### MATERIAL FOR THIS EXERCISE
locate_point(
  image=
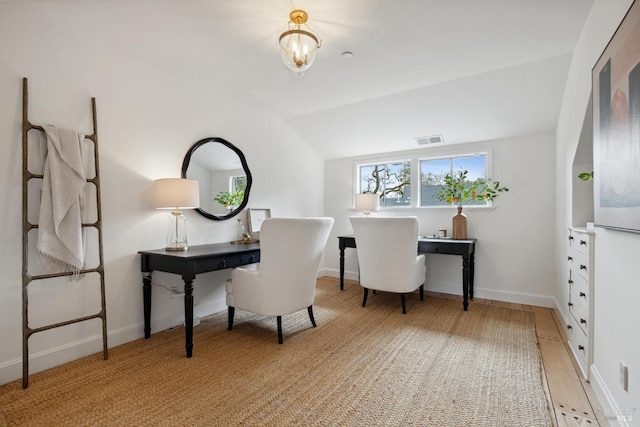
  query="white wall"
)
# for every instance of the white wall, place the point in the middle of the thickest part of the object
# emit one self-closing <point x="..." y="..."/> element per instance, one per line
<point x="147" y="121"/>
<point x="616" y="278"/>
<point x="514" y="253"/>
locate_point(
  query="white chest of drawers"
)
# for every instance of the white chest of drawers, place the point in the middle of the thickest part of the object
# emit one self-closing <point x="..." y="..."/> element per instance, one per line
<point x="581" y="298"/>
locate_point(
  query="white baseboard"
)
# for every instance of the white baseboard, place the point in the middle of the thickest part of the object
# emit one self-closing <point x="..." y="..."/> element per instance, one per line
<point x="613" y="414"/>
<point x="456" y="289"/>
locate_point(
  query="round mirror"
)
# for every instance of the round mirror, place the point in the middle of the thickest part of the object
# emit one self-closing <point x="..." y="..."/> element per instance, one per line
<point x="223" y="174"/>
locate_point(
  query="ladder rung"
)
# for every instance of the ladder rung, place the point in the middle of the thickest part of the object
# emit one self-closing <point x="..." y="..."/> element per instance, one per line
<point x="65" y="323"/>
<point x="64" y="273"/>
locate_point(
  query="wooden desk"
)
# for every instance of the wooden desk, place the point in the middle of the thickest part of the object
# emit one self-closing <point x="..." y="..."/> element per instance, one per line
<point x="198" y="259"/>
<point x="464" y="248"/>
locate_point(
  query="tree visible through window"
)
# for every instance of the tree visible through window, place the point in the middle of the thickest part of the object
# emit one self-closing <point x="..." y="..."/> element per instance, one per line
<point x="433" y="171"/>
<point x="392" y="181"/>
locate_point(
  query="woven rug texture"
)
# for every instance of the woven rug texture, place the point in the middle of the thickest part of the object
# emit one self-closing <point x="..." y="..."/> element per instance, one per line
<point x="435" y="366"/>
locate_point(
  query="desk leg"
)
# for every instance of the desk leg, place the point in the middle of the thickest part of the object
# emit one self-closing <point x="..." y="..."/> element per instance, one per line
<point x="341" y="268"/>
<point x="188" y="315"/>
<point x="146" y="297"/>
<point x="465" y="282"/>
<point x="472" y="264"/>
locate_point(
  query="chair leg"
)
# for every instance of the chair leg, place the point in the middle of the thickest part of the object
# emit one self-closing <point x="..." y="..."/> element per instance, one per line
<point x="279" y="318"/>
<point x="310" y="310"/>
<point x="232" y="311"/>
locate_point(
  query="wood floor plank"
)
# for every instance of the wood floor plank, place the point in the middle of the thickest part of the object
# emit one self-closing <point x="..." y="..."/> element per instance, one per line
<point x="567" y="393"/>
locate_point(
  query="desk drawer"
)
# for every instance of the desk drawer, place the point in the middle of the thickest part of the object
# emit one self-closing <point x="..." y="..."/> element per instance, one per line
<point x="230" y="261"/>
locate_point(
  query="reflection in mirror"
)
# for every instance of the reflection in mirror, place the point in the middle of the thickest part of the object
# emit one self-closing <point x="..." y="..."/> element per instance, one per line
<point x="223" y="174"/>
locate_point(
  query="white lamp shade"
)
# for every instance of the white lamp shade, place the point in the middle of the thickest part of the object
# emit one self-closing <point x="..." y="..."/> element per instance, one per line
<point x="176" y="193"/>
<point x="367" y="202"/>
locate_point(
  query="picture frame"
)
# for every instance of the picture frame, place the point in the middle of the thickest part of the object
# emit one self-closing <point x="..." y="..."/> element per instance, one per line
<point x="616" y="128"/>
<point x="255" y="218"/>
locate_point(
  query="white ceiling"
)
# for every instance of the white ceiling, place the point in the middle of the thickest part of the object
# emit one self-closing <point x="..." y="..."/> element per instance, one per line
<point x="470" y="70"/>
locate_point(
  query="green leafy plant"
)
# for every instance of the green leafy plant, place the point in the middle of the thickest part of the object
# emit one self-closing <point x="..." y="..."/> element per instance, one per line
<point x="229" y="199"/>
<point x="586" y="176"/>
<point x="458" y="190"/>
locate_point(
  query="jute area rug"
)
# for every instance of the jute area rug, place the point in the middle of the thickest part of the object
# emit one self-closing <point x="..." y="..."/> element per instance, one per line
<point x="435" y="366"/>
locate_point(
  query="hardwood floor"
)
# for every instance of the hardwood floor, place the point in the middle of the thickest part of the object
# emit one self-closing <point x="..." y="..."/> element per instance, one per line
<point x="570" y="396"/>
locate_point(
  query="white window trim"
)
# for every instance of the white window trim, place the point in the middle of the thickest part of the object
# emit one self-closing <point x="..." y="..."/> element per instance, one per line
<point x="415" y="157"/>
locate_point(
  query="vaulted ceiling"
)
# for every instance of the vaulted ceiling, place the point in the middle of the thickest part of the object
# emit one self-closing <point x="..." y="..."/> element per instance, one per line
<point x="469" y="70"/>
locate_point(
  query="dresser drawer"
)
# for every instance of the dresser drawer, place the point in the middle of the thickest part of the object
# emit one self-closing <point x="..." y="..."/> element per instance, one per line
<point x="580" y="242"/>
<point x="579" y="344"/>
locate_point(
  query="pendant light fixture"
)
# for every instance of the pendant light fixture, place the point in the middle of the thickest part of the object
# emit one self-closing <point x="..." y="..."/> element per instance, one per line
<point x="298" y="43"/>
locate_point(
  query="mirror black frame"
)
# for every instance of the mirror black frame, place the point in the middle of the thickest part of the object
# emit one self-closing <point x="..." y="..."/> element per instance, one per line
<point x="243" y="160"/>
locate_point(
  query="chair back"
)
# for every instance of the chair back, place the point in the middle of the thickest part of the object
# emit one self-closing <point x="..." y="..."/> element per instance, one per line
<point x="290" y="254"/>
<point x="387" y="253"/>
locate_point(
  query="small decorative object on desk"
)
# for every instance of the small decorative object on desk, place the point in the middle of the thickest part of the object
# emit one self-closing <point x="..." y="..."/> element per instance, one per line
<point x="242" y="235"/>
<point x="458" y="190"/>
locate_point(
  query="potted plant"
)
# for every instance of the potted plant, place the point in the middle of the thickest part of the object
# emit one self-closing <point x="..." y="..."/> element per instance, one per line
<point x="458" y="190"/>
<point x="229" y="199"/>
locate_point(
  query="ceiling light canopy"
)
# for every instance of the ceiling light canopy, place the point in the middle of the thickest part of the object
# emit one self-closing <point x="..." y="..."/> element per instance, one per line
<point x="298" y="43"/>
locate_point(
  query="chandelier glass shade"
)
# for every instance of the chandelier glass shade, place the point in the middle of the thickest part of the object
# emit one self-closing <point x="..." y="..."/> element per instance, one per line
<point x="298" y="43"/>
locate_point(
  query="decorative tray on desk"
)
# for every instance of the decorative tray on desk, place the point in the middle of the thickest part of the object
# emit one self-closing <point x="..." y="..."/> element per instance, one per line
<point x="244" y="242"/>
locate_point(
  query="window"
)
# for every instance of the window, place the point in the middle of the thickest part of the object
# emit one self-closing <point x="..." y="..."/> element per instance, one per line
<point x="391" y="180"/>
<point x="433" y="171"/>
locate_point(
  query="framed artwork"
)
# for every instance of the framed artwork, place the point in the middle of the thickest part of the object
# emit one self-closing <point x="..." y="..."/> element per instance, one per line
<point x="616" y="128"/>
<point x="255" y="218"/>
######
### MATERIAL FOR THIS EXERCISE
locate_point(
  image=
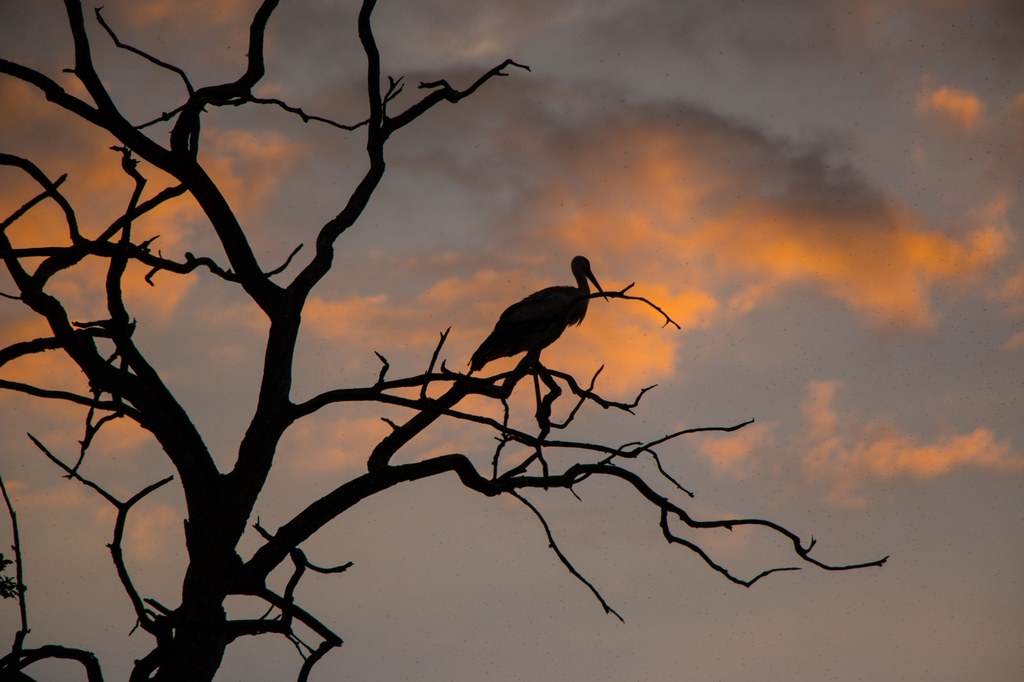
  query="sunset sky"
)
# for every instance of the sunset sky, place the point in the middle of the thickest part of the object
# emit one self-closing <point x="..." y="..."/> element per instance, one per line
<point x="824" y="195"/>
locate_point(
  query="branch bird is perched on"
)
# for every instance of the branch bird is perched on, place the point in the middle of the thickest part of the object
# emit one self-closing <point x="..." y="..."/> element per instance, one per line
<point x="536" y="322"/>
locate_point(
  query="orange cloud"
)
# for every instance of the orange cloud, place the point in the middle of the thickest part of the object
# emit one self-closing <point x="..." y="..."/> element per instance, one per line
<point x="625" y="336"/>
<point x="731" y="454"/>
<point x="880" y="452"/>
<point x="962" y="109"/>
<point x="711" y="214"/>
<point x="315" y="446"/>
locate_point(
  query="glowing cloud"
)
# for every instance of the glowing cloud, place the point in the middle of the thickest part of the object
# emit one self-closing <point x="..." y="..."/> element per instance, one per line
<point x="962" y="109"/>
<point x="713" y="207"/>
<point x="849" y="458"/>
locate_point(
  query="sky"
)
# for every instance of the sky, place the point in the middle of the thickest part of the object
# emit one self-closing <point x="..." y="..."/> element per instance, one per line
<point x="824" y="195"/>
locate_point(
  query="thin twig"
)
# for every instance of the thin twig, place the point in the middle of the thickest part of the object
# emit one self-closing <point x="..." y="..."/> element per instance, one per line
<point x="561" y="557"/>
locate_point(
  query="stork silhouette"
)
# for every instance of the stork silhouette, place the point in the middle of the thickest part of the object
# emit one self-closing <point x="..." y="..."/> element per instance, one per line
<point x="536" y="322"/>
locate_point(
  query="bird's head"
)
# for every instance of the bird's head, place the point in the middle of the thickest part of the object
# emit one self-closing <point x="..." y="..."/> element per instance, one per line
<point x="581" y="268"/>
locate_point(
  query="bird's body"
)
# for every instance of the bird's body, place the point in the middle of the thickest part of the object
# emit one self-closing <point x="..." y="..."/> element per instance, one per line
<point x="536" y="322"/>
######
--- WHAT TO DO ---
Which lines in the material above contain the string "cloud", with case counting? Pull out every such line.

--- EXERCISE OUTPUT ---
  query="orange cloud"
# for every instance of the orange cloud, place the point in the middle of the thickest part of the object
  query="glowing cloud"
# for every instance of the glowing cloud, place the point in the middle of the thickest part of the object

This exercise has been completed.